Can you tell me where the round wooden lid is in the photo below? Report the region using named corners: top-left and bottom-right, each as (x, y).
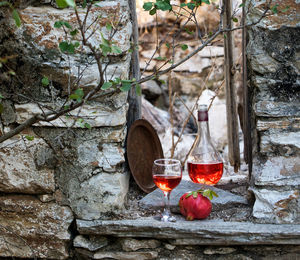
top-left (127, 119), bottom-right (164, 193)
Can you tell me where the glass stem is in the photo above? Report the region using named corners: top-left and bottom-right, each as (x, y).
top-left (163, 191), bottom-right (171, 216)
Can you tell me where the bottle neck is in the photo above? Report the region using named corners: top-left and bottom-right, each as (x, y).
top-left (197, 120), bottom-right (211, 144)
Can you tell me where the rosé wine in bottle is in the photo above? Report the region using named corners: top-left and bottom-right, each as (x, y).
top-left (187, 162), bottom-right (223, 185)
top-left (187, 104), bottom-right (223, 185)
top-left (153, 175), bottom-right (182, 192)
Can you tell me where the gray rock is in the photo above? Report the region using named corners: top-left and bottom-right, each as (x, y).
top-left (204, 247), bottom-right (237, 255)
top-left (255, 101), bottom-right (300, 118)
top-left (76, 248), bottom-right (158, 260)
top-left (1, 100), bottom-right (16, 125)
top-left (0, 134), bottom-right (55, 194)
top-left (38, 194), bottom-right (55, 203)
top-left (139, 180), bottom-right (248, 213)
top-left (76, 217), bottom-right (300, 245)
top-left (253, 157), bottom-right (300, 186)
top-left (164, 243), bottom-right (176, 250)
top-left (0, 195), bottom-right (73, 259)
top-left (74, 235), bottom-right (108, 251)
top-left (142, 80), bottom-right (162, 100)
top-left (15, 102), bottom-right (129, 128)
top-left (251, 187), bottom-right (300, 224)
top-left (120, 238), bottom-right (161, 252)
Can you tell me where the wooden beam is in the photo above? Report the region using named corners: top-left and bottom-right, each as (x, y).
top-left (223, 0), bottom-right (240, 172)
top-left (127, 0), bottom-right (142, 129)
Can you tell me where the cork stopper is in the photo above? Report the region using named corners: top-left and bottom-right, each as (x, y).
top-left (197, 104), bottom-right (208, 121)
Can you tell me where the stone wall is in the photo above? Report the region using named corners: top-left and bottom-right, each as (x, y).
top-left (0, 0), bottom-right (132, 258)
top-left (247, 0), bottom-right (300, 224)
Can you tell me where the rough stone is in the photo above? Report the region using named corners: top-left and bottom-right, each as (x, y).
top-left (257, 118), bottom-right (300, 132)
top-left (38, 194), bottom-right (55, 203)
top-left (203, 247), bottom-right (237, 255)
top-left (62, 171), bottom-right (129, 220)
top-left (1, 99), bottom-right (16, 125)
top-left (0, 195), bottom-right (73, 259)
top-left (260, 131), bottom-right (300, 155)
top-left (120, 238), bottom-right (161, 252)
top-left (73, 235), bottom-right (108, 252)
top-left (253, 157), bottom-right (300, 186)
top-left (251, 188), bottom-right (300, 224)
top-left (77, 217), bottom-right (300, 245)
top-left (255, 101), bottom-right (300, 118)
top-left (0, 133), bottom-right (55, 194)
top-left (142, 80), bottom-right (162, 100)
top-left (164, 243), bottom-right (176, 250)
top-left (76, 248), bottom-right (158, 260)
top-left (139, 180), bottom-right (248, 214)
top-left (15, 102), bottom-right (129, 128)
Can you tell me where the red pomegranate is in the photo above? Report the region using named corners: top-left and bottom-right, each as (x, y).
top-left (179, 189), bottom-right (218, 221)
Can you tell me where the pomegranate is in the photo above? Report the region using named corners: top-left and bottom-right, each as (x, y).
top-left (179, 189), bottom-right (218, 220)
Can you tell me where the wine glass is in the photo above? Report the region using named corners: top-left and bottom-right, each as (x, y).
top-left (152, 159), bottom-right (182, 222)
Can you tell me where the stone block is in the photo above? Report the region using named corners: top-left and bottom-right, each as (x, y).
top-left (15, 102), bottom-right (128, 127)
top-left (0, 133), bottom-right (55, 194)
top-left (64, 171), bottom-right (129, 220)
top-left (76, 248), bottom-right (158, 260)
top-left (120, 238), bottom-right (161, 252)
top-left (139, 180), bottom-right (248, 214)
top-left (260, 130), bottom-right (300, 155)
top-left (255, 101), bottom-right (300, 118)
top-left (253, 156), bottom-right (300, 186)
top-left (251, 188), bottom-right (300, 224)
top-left (0, 195), bottom-right (73, 259)
top-left (74, 235), bottom-right (108, 252)
top-left (257, 118), bottom-right (300, 132)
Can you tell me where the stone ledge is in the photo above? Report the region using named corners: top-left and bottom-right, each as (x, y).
top-left (76, 217), bottom-right (300, 245)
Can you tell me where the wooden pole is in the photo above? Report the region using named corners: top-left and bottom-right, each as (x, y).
top-left (242, 0), bottom-right (252, 174)
top-left (127, 0), bottom-right (142, 128)
top-left (223, 0), bottom-right (240, 172)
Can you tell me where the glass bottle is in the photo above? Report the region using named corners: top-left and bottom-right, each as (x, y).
top-left (187, 104), bottom-right (223, 185)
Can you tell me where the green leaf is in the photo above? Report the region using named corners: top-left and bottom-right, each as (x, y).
top-left (184, 27), bottom-right (194, 35)
top-left (239, 3), bottom-right (245, 8)
top-left (180, 44), bottom-right (188, 50)
top-left (64, 0), bottom-right (76, 8)
top-left (101, 82), bottom-right (113, 90)
top-left (202, 0), bottom-right (210, 4)
top-left (70, 29), bottom-right (78, 36)
top-left (192, 191), bottom-right (198, 199)
top-left (111, 45), bottom-right (122, 54)
top-left (135, 83), bottom-right (142, 96)
top-left (84, 122), bottom-right (91, 129)
top-left (165, 43), bottom-right (170, 48)
top-left (56, 0), bottom-right (68, 8)
top-left (155, 1), bottom-right (172, 11)
top-left (224, 33), bottom-right (227, 39)
top-left (232, 17), bottom-right (238, 23)
top-left (187, 3), bottom-right (195, 10)
top-left (12, 9), bottom-right (21, 27)
top-left (120, 81), bottom-right (132, 91)
top-left (100, 44), bottom-right (111, 56)
top-left (149, 8), bottom-right (156, 15)
top-left (155, 56), bottom-right (166, 61)
top-left (271, 4), bottom-right (279, 14)
top-left (54, 21), bottom-right (63, 28)
top-left (59, 41), bottom-right (69, 52)
top-left (74, 41), bottom-right (80, 48)
top-left (82, 0), bottom-right (87, 8)
top-left (74, 88), bottom-right (84, 101)
top-left (114, 77), bottom-right (121, 84)
top-left (41, 76), bottom-right (49, 86)
top-left (143, 2), bottom-right (153, 11)
top-left (185, 192), bottom-right (192, 199)
top-left (106, 22), bottom-right (112, 31)
top-left (69, 93), bottom-right (79, 100)
top-left (282, 6), bottom-right (290, 12)
top-left (0, 94), bottom-right (3, 99)
top-left (25, 135), bottom-right (34, 141)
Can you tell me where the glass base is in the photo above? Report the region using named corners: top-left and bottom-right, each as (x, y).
top-left (160, 214), bottom-right (176, 222)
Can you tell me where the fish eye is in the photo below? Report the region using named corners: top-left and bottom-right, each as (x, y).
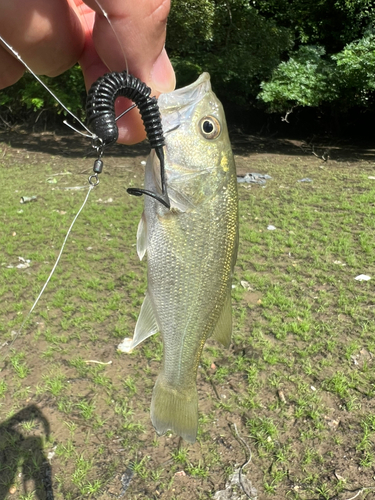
top-left (199, 116), bottom-right (221, 140)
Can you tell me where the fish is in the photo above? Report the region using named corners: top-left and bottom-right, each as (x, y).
top-left (129, 72), bottom-right (239, 443)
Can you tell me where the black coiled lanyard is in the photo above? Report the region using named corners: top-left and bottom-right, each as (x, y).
top-left (86, 71), bottom-right (170, 209)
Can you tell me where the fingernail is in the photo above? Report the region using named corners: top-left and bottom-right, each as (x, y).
top-left (150, 48), bottom-right (176, 94)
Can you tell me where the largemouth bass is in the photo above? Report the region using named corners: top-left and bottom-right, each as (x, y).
top-left (130, 73), bottom-right (238, 443)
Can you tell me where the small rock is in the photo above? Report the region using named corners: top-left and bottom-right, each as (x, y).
top-left (355, 274), bottom-right (371, 281)
top-left (324, 415), bottom-right (340, 430)
top-left (9, 486), bottom-right (16, 495)
top-left (334, 470), bottom-right (345, 481)
top-left (360, 348), bottom-right (373, 360)
top-left (213, 468), bottom-right (257, 500)
top-left (117, 338), bottom-right (133, 353)
top-left (277, 389), bottom-right (286, 403)
top-left (240, 280), bottom-right (254, 291)
top-left (175, 470), bottom-right (186, 477)
top-left (47, 447), bottom-right (56, 462)
top-left (350, 355), bottom-right (359, 366)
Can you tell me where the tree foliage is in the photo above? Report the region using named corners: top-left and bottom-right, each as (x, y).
top-left (258, 46), bottom-right (335, 111)
top-left (258, 33), bottom-right (375, 112)
top-left (0, 0), bottom-right (375, 124)
top-left (0, 65), bottom-right (86, 123)
top-left (255, 0), bottom-right (375, 113)
top-left (253, 0), bottom-right (375, 51)
top-left (166, 0), bottom-right (292, 105)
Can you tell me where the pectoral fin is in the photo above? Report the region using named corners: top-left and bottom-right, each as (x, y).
top-left (137, 212), bottom-right (147, 261)
top-left (211, 290), bottom-right (232, 348)
top-left (132, 293), bottom-right (158, 348)
top-left (167, 185), bottom-right (196, 213)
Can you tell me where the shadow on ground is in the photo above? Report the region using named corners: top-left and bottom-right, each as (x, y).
top-left (0, 405), bottom-right (54, 500)
top-left (1, 127), bottom-right (375, 164)
top-left (0, 128), bottom-right (149, 159)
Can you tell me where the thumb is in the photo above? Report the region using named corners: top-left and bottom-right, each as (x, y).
top-left (83, 0), bottom-right (175, 93)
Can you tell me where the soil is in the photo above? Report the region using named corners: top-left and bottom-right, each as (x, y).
top-left (0, 127), bottom-right (375, 500)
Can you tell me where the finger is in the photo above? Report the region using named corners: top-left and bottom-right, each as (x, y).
top-left (0, 46), bottom-right (25, 89)
top-left (83, 0), bottom-right (175, 92)
top-left (0, 0), bottom-right (85, 81)
top-left (81, 0), bottom-right (175, 144)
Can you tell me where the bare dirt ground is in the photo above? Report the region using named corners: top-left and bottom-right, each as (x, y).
top-left (0, 127), bottom-right (375, 500)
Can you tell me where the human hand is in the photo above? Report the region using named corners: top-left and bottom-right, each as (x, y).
top-left (0, 0), bottom-right (175, 144)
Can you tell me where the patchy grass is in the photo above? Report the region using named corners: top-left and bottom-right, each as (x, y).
top-left (0, 131), bottom-right (375, 499)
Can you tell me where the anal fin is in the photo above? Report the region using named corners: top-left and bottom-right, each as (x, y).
top-left (211, 289), bottom-right (233, 348)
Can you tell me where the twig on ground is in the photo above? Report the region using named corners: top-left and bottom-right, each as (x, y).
top-left (84, 360), bottom-right (112, 365)
top-left (344, 486), bottom-right (375, 500)
top-left (232, 423), bottom-right (253, 498)
top-left (202, 365), bottom-right (221, 400)
top-left (209, 377), bottom-right (221, 400)
top-left (312, 145), bottom-right (329, 161)
top-left (46, 172), bottom-right (72, 177)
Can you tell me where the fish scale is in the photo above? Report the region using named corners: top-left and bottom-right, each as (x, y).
top-left (130, 73), bottom-right (238, 443)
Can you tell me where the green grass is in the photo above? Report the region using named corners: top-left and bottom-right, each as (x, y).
top-left (0, 137), bottom-right (375, 498)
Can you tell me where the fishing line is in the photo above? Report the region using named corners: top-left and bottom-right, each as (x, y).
top-left (6, 180), bottom-right (97, 350)
top-left (1, 0), bottom-right (168, 352)
top-left (0, 35), bottom-right (94, 139)
top-left (92, 0), bottom-right (129, 74)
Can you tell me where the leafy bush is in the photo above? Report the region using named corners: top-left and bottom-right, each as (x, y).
top-left (258, 46), bottom-right (337, 111)
top-left (258, 33), bottom-right (375, 112)
top-left (0, 65), bottom-right (86, 124)
top-left (333, 33), bottom-right (375, 106)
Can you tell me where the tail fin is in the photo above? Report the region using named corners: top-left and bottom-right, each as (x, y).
top-left (151, 375), bottom-right (198, 444)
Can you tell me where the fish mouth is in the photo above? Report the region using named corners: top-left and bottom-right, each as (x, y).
top-left (158, 73), bottom-right (212, 136)
top-left (158, 73), bottom-right (211, 110)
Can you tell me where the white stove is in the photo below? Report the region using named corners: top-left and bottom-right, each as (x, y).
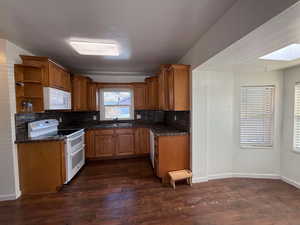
top-left (28, 119), bottom-right (85, 184)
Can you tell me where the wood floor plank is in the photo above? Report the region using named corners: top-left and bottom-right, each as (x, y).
top-left (0, 158), bottom-right (300, 225)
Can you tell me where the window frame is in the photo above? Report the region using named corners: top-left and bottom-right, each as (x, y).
top-left (239, 85), bottom-right (275, 149)
top-left (99, 88), bottom-right (134, 121)
top-left (293, 83), bottom-right (300, 153)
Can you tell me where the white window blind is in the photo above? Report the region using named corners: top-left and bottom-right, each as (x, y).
top-left (293, 84), bottom-right (300, 151)
top-left (240, 86), bottom-right (275, 148)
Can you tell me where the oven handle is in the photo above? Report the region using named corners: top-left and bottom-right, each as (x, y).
top-left (70, 145), bottom-right (85, 156)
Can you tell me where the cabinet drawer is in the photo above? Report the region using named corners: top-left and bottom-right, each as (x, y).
top-left (115, 128), bottom-right (134, 134)
top-left (94, 129), bottom-right (114, 135)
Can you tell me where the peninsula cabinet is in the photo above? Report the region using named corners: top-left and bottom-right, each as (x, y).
top-left (154, 135), bottom-right (189, 179)
top-left (71, 75), bottom-right (91, 111)
top-left (20, 55), bottom-right (71, 92)
top-left (85, 128), bottom-right (150, 160)
top-left (167, 64), bottom-right (190, 111)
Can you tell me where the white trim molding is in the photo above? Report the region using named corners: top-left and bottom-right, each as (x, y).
top-left (281, 176), bottom-right (300, 189)
top-left (0, 192), bottom-right (20, 201)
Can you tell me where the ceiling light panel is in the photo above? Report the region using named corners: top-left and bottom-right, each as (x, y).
top-left (69, 41), bottom-right (119, 56)
top-left (260, 44), bottom-right (300, 61)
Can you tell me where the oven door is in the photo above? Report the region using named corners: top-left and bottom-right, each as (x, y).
top-left (65, 145), bottom-right (85, 184)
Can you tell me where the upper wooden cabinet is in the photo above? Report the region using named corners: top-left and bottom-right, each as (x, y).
top-left (87, 82), bottom-right (100, 111)
top-left (133, 83), bottom-right (147, 110)
top-left (145, 76), bottom-right (159, 110)
top-left (158, 64), bottom-right (170, 110)
top-left (20, 55), bottom-right (71, 92)
top-left (71, 75), bottom-right (90, 111)
top-left (167, 64), bottom-right (190, 111)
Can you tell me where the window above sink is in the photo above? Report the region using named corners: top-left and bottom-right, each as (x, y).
top-left (99, 88), bottom-right (134, 121)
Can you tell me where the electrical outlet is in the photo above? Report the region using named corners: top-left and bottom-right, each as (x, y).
top-left (93, 115), bottom-right (97, 120)
top-left (59, 117), bottom-right (63, 123)
top-left (174, 115), bottom-right (177, 121)
top-left (136, 114), bottom-right (142, 120)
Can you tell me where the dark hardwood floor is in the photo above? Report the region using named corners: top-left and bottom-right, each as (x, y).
top-left (1, 158), bottom-right (300, 225)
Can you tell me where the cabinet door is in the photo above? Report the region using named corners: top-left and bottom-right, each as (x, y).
top-left (140, 128), bottom-right (150, 154)
top-left (49, 62), bottom-right (62, 89)
top-left (94, 134), bottom-right (115, 157)
top-left (158, 65), bottom-right (170, 110)
top-left (168, 70), bottom-right (174, 110)
top-left (85, 131), bottom-right (95, 158)
top-left (61, 70), bottom-right (71, 92)
top-left (134, 84), bottom-right (146, 110)
top-left (88, 83), bottom-right (99, 111)
top-left (116, 134), bottom-right (134, 156)
top-left (116, 129), bottom-right (134, 156)
top-left (72, 75), bottom-right (89, 111)
top-left (151, 77), bottom-right (159, 109)
top-left (134, 128), bottom-right (149, 154)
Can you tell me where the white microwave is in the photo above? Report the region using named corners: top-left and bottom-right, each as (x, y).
top-left (43, 87), bottom-right (71, 110)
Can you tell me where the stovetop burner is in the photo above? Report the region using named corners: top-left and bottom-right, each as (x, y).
top-left (57, 129), bottom-right (81, 136)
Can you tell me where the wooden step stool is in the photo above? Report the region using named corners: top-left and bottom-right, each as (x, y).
top-left (168, 170), bottom-right (192, 190)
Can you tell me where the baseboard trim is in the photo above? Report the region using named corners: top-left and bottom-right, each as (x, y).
top-left (232, 173), bottom-right (281, 180)
top-left (208, 173), bottom-right (233, 180)
top-left (281, 176), bottom-right (300, 189)
top-left (0, 193), bottom-right (19, 201)
top-left (192, 173), bottom-right (281, 184)
top-left (192, 176), bottom-right (209, 183)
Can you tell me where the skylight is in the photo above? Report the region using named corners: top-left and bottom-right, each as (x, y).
top-left (259, 44), bottom-right (300, 61)
top-left (69, 41), bottom-right (119, 56)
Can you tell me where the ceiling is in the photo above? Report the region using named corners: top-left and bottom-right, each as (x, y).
top-left (198, 2), bottom-right (300, 73)
top-left (0, 0), bottom-right (237, 76)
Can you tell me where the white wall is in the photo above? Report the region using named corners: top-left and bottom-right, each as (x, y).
top-left (281, 65), bottom-right (300, 187)
top-left (232, 71), bottom-right (283, 177)
top-left (86, 74), bottom-right (148, 83)
top-left (180, 0), bottom-right (299, 69)
top-left (0, 39), bottom-right (32, 201)
top-left (192, 68), bottom-right (283, 182)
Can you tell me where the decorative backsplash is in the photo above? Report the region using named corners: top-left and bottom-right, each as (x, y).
top-left (165, 111), bottom-right (190, 131)
top-left (15, 110), bottom-right (190, 140)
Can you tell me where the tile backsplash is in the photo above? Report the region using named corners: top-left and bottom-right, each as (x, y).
top-left (165, 111), bottom-right (190, 131)
top-left (15, 110), bottom-right (190, 139)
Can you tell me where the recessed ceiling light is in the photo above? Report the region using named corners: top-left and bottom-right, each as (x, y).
top-left (260, 44), bottom-right (300, 61)
top-left (69, 41), bottom-right (119, 56)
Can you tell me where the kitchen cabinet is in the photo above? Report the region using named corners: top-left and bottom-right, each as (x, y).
top-left (14, 64), bottom-right (44, 113)
top-left (116, 129), bottom-right (135, 156)
top-left (133, 83), bottom-right (147, 110)
top-left (154, 135), bottom-right (189, 179)
top-left (158, 64), bottom-right (170, 110)
top-left (94, 129), bottom-right (115, 157)
top-left (85, 128), bottom-right (150, 160)
top-left (72, 75), bottom-right (90, 111)
top-left (17, 141), bottom-right (66, 195)
top-left (135, 128), bottom-right (150, 154)
top-left (20, 55), bottom-right (71, 92)
top-left (145, 76), bottom-right (159, 109)
top-left (88, 82), bottom-right (100, 111)
top-left (167, 64), bottom-right (190, 111)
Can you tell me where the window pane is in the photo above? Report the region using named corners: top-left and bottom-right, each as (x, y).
top-left (104, 106), bottom-right (130, 119)
top-left (103, 91), bottom-right (131, 105)
top-left (103, 92), bottom-right (119, 105)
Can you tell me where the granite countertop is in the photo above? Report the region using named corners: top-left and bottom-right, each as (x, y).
top-left (15, 121), bottom-right (189, 144)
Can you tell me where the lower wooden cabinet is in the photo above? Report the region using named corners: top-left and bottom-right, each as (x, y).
top-left (116, 129), bottom-right (135, 156)
top-left (154, 135), bottom-right (190, 179)
top-left (135, 128), bottom-right (150, 154)
top-left (94, 130), bottom-right (115, 157)
top-left (85, 128), bottom-right (150, 159)
top-left (17, 141), bottom-right (66, 195)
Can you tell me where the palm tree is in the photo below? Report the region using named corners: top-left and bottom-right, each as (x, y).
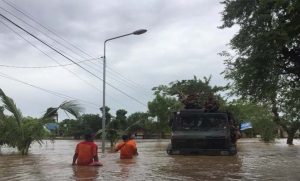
top-left (42, 100), bottom-right (84, 138)
top-left (0, 88), bottom-right (83, 154)
top-left (0, 106), bottom-right (6, 147)
top-left (0, 89), bottom-right (23, 126)
top-left (0, 88), bottom-right (27, 154)
top-left (42, 100), bottom-right (83, 121)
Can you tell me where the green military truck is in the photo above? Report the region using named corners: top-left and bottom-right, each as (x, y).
top-left (167, 109), bottom-right (238, 155)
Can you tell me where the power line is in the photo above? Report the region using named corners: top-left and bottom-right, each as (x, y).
top-left (0, 71), bottom-right (99, 109)
top-left (0, 5), bottom-right (91, 63)
top-left (0, 19), bottom-right (133, 110)
top-left (0, 58), bottom-right (100, 69)
top-left (0, 19), bottom-right (103, 93)
top-left (1, 0), bottom-right (97, 58)
top-left (88, 59), bottom-right (151, 94)
top-left (0, 2), bottom-right (151, 102)
top-left (0, 12), bottom-right (147, 108)
top-left (76, 59), bottom-right (151, 102)
top-left (82, 60), bottom-right (149, 97)
top-left (0, 70), bottom-right (122, 112)
top-left (1, 0), bottom-right (151, 95)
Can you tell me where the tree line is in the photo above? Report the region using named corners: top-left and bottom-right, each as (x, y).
top-left (220, 0), bottom-right (300, 144)
top-left (0, 73), bottom-right (296, 155)
top-left (1, 0), bottom-right (299, 155)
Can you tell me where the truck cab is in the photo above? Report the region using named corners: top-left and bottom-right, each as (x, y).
top-left (167, 109), bottom-right (237, 155)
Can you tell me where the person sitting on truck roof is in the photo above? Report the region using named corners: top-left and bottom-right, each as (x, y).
top-left (204, 95), bottom-right (219, 112)
top-left (182, 93), bottom-right (202, 109)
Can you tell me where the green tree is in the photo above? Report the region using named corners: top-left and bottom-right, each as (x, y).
top-left (153, 76), bottom-right (226, 109)
top-left (59, 119), bottom-right (85, 139)
top-left (116, 109), bottom-right (128, 130)
top-left (81, 114), bottom-right (101, 133)
top-left (106, 123), bottom-right (120, 147)
top-left (0, 106), bottom-right (5, 146)
top-left (99, 106), bottom-right (117, 147)
top-left (100, 106), bottom-right (112, 126)
top-left (59, 114), bottom-right (102, 139)
top-left (227, 100), bottom-right (277, 142)
top-left (127, 112), bottom-right (149, 130)
top-left (43, 100), bottom-right (83, 121)
top-left (42, 100), bottom-right (84, 139)
top-left (126, 112), bottom-right (156, 138)
top-left (277, 87), bottom-right (300, 144)
top-left (148, 93), bottom-right (181, 138)
top-left (220, 0), bottom-right (300, 144)
top-left (0, 89), bottom-right (45, 154)
top-left (149, 76), bottom-right (225, 137)
top-left (106, 115), bottom-right (121, 147)
top-left (0, 88), bottom-right (84, 154)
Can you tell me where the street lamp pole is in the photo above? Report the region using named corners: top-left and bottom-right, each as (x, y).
top-left (102, 29), bottom-right (147, 153)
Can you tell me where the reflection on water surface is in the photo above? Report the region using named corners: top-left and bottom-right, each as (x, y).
top-left (0, 139), bottom-right (300, 180)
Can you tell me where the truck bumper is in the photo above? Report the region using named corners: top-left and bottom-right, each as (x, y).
top-left (166, 143), bottom-right (237, 156)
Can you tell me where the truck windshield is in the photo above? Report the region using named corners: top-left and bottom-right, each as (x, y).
top-left (174, 113), bottom-right (228, 130)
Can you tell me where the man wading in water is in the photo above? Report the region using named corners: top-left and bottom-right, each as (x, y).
top-left (114, 135), bottom-right (138, 159)
top-left (72, 132), bottom-right (102, 166)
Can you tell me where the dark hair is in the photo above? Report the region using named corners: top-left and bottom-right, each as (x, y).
top-left (84, 131), bottom-right (94, 141)
top-left (122, 135), bottom-right (129, 141)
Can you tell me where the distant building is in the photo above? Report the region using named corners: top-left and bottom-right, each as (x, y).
top-left (44, 123), bottom-right (59, 132)
top-left (135, 128), bottom-right (145, 139)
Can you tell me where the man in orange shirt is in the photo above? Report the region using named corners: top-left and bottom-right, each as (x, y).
top-left (114, 135), bottom-right (137, 159)
top-left (127, 134), bottom-right (138, 156)
top-left (72, 132), bottom-right (101, 166)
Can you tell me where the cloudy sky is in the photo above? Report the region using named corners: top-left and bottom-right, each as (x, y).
top-left (0, 0), bottom-right (237, 119)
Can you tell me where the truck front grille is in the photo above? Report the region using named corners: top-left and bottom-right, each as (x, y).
top-left (172, 139), bottom-right (227, 149)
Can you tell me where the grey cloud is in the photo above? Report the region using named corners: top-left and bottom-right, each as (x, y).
top-left (0, 0), bottom-right (236, 119)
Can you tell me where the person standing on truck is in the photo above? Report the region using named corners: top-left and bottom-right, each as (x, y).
top-left (204, 94), bottom-right (219, 112)
top-left (115, 135), bottom-right (137, 159)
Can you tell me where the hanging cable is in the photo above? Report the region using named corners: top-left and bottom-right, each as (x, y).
top-left (1, 0), bottom-right (151, 95)
top-left (0, 13), bottom-right (147, 107)
top-left (0, 19), bottom-right (102, 93)
top-left (0, 71), bottom-right (99, 108)
top-left (0, 20), bottom-right (130, 110)
top-left (0, 58), bottom-right (100, 69)
top-left (2, 0), bottom-right (96, 58)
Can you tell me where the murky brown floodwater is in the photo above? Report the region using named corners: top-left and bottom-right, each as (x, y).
top-left (1, 139), bottom-right (300, 181)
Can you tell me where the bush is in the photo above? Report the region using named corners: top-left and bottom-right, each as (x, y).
top-left (259, 120), bottom-right (277, 142)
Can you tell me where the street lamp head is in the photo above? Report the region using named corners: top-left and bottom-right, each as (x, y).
top-left (132, 29), bottom-right (147, 35)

What is required:
Set down the line holding "Can you tell me where the murky" and all later lines through the last one in the material above, exactly, and no other lines.

Reply:
Can you tell me where the murky brown floodwater is in the photo above? Report the region using named corners: top-left and bottom-right, each as (x, y).
top-left (1, 139), bottom-right (300, 181)
Can you tell me where the bush is in the photo above? Report the region using named corners: top-left and bottom-right, each as (x, y).
top-left (259, 120), bottom-right (277, 142)
Can you tell me where the street lamp head is in the photo above? Report the region using named corners: top-left and bottom-right, each as (x, y).
top-left (132, 29), bottom-right (147, 35)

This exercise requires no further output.